───── PROVIDED ENTRIES ─────
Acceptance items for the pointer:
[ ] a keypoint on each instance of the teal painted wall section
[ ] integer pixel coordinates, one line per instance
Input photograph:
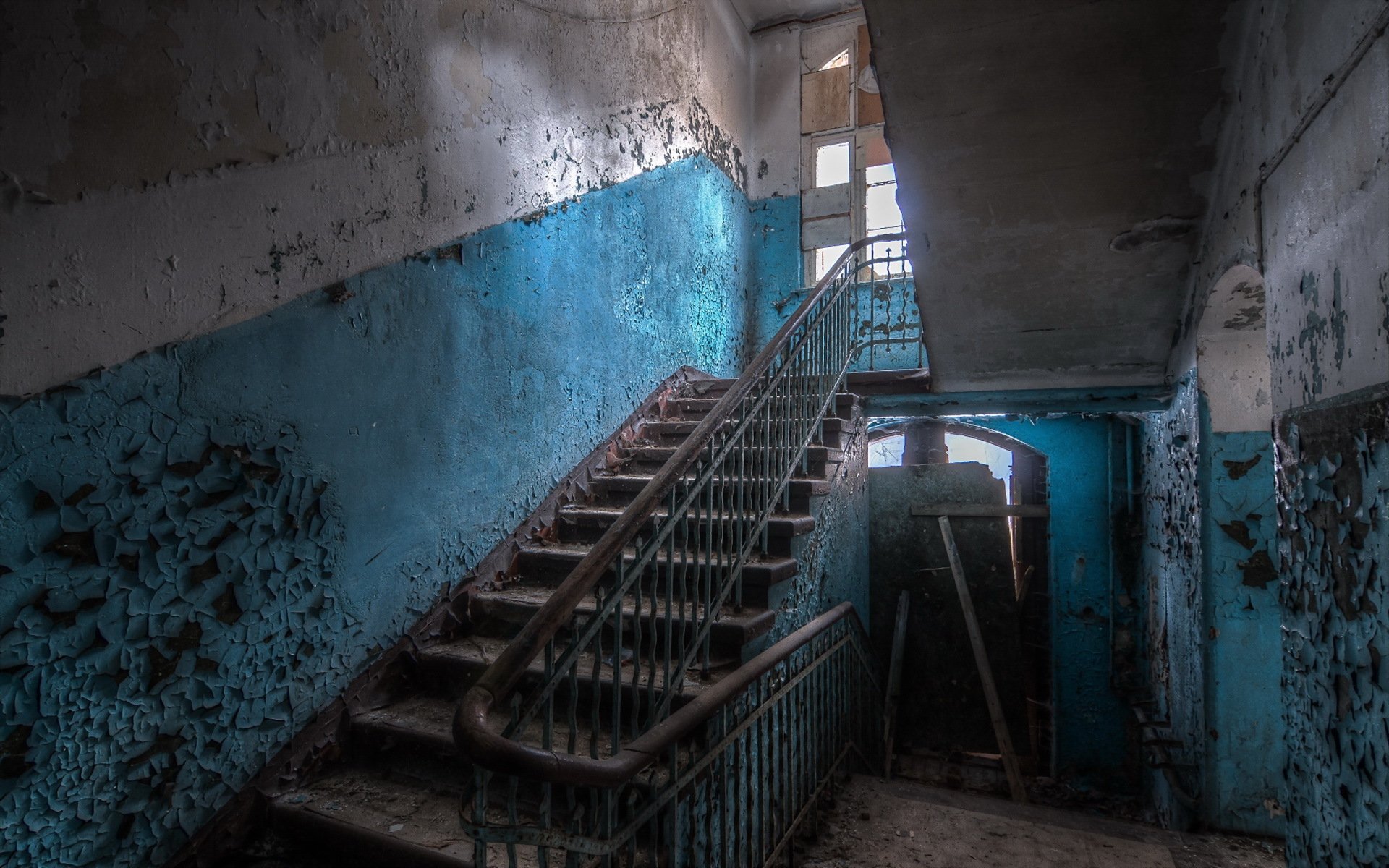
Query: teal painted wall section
(777, 267)
(1244, 782)
(1334, 550)
(1171, 563)
(1213, 631)
(202, 546)
(1091, 720)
─────
STATED EXERCISE —
From the material above, pick out each line that contains the string "painted". Case counts.

RESPONSE TO THE TASK —
[ ] a keypoint on each instance of the teal painted wall section
Query: teal painted wall section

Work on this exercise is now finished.